### SOURCE DOCUMENT
How quickly people forget the lessons from the past. Last week was a complete bear market rally. We had a few companies such as Google and Honeywell announce solid earnings but the banking sector is still in the shambles. Here is a quick tip for any amateur investors, when a company announces massive layoffs this typically is good for the stock but bad for the economy. It is becoming rather apparent that what is good for Wall Street is only going to exacerbate the common condition of the middle class of America. If stealth inflation wasn’t enough they now have to deal with watching a class of speculators make money on mal-investment in financially engineered products that do nothing for the well being of our country. Citigroup Inc. announced a $5.11 billion quarterly loss and future job cuts of 9,000 but rallied 7.49 percent during the week.

(snip)

Merrill Lynch posted its 3rd consecutive quarterly loss and announced plans to cut 2,900 workers. This was good enough news to make the stock rally 8.4 percent for the week

(snip)

### Position annotation records
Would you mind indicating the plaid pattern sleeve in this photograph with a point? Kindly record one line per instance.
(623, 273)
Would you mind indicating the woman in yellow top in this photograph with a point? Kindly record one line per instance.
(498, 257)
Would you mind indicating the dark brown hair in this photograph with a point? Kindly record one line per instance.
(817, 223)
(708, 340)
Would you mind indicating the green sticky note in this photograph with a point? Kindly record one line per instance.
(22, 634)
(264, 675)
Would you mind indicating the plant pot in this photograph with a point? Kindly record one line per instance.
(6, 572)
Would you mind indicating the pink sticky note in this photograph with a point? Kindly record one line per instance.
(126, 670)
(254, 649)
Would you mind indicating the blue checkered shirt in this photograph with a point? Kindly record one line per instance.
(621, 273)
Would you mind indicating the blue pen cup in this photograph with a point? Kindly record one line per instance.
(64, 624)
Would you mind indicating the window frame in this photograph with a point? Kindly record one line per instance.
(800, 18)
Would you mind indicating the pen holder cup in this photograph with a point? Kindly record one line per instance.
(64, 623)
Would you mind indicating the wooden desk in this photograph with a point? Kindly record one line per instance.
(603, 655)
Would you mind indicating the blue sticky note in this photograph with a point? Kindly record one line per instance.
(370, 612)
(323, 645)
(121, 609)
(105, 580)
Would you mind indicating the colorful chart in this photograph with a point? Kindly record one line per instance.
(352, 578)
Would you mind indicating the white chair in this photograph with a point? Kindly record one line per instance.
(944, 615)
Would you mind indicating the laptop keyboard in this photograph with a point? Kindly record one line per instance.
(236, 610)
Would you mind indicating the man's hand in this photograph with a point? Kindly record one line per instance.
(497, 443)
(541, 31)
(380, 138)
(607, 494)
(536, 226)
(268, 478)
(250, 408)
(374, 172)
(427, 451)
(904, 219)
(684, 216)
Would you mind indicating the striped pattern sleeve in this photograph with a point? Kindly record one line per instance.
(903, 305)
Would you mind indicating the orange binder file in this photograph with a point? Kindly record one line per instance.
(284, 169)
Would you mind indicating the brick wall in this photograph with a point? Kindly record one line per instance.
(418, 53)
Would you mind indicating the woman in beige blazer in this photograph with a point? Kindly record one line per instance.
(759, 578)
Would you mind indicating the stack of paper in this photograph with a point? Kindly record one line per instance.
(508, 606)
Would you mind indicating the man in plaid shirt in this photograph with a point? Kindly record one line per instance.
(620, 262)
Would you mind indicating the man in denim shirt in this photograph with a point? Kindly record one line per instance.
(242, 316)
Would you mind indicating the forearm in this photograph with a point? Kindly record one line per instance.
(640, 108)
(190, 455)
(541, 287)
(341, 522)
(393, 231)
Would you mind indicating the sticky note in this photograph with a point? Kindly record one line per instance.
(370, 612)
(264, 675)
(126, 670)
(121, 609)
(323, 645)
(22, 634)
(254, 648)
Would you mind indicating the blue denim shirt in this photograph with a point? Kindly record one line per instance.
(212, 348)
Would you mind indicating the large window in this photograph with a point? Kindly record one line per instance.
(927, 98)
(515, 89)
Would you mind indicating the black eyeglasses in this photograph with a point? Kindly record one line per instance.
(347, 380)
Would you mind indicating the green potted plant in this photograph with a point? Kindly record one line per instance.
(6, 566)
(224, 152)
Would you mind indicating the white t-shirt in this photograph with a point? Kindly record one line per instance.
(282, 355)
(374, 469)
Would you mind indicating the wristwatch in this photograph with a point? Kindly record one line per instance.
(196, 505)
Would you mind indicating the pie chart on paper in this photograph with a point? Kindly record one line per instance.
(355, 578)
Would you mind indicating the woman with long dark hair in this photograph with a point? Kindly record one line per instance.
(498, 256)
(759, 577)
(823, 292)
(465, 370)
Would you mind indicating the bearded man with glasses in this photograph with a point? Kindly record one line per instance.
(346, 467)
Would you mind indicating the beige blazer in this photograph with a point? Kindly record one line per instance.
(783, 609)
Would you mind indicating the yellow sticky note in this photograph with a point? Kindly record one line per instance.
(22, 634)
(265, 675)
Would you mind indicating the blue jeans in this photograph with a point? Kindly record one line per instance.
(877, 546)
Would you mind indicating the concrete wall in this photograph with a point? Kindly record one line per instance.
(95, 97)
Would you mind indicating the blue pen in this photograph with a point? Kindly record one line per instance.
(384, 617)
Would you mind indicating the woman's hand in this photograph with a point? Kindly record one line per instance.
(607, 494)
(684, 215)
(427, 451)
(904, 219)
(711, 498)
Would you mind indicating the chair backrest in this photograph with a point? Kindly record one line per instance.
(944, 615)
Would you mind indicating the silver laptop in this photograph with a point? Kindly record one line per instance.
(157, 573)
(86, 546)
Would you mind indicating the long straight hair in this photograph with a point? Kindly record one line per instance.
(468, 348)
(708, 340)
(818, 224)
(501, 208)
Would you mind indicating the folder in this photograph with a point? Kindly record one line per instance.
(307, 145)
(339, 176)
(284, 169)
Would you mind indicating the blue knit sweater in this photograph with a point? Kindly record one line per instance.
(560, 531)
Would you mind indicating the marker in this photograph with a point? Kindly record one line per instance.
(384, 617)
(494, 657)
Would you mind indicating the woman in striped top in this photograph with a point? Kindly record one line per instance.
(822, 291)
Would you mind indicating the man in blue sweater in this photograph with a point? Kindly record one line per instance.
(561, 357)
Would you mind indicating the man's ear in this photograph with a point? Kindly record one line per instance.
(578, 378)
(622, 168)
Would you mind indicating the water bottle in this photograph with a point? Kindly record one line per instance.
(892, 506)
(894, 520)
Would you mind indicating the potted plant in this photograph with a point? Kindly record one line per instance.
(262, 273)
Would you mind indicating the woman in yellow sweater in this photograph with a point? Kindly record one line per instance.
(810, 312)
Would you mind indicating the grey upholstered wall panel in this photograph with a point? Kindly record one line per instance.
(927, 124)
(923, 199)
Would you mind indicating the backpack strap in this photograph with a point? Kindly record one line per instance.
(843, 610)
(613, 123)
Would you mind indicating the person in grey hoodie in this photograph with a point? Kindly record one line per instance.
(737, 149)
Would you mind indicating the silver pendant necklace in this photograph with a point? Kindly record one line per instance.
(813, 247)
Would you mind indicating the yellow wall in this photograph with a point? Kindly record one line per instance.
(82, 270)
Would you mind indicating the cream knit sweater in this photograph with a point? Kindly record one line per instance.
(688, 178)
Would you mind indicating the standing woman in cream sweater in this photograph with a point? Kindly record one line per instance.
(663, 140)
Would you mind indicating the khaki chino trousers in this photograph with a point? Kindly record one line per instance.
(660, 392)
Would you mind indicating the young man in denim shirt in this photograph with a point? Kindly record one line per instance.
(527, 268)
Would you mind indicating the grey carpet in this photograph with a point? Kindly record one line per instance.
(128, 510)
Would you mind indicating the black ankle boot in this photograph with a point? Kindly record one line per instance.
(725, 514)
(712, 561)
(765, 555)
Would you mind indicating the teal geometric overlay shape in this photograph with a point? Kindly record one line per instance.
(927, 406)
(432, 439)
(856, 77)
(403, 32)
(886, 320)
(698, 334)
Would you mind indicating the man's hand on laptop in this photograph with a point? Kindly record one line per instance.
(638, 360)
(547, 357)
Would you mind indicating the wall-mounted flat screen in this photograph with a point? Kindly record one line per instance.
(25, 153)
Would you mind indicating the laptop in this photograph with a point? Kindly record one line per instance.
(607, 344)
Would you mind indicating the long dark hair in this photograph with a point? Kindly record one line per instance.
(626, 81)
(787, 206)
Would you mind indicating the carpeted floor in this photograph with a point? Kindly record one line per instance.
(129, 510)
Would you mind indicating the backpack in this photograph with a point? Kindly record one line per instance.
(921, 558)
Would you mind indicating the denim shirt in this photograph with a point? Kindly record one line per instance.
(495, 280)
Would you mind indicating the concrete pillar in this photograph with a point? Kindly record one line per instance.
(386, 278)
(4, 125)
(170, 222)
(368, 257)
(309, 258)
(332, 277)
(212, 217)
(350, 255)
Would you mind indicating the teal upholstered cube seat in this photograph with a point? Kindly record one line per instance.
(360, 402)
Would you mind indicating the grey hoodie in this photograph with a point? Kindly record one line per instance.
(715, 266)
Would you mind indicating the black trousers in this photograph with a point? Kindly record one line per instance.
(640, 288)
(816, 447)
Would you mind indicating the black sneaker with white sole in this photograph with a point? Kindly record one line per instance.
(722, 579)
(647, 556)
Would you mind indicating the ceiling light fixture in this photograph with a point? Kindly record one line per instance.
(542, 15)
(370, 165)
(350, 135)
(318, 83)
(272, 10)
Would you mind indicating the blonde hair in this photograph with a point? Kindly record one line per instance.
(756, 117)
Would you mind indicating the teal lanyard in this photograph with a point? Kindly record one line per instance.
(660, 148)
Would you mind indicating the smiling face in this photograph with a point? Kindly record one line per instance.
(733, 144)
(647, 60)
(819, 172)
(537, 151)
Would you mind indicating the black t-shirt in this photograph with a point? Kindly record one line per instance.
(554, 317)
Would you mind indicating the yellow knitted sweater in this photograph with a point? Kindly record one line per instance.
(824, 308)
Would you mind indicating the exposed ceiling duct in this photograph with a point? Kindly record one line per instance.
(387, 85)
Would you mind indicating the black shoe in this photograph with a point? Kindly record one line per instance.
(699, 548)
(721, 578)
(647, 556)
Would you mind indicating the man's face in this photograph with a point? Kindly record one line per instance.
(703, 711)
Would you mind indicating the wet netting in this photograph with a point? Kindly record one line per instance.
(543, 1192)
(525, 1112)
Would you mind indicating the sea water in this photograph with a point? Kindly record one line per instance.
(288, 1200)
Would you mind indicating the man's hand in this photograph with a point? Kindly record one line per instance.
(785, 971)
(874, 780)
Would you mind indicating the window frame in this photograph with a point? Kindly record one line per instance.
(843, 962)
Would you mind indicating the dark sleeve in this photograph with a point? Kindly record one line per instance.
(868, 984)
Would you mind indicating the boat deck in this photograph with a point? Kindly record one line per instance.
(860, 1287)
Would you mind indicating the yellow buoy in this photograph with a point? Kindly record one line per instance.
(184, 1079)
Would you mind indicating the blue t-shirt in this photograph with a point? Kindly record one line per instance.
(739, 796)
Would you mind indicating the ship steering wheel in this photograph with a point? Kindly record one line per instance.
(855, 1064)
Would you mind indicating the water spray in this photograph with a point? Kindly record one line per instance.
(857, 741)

### WHAT TO DO
Quote the market commentary word for word, starting with "How quickly people" and going on through "during the week.". The rows above come from a different source than the market commentary.

### RIGHT ANSWER
How quickly people forget the lessons from the past. Last week was a complete bear market rally. We had a few companies such as Google and Honeywell announce solid earnings but the banking sector is still in the shambles. Here is a quick tip for any amateur investors, when a company announces massive layoffs this typically is good for the stock but bad for the economy. It is becoming rather apparent that what is good for Wall Street is only going to exacerbate the common condition of the middle class of America. If stealth inflation wasn’t enough they now have to deal with watching a class of speculators make money on mal-investment in financially engineered products that do nothing for the well being of our country. Citigroup Inc. announced a $5.11 billion quarterly loss and future job cuts of 9,000 but rallied 7.49 percent during the week.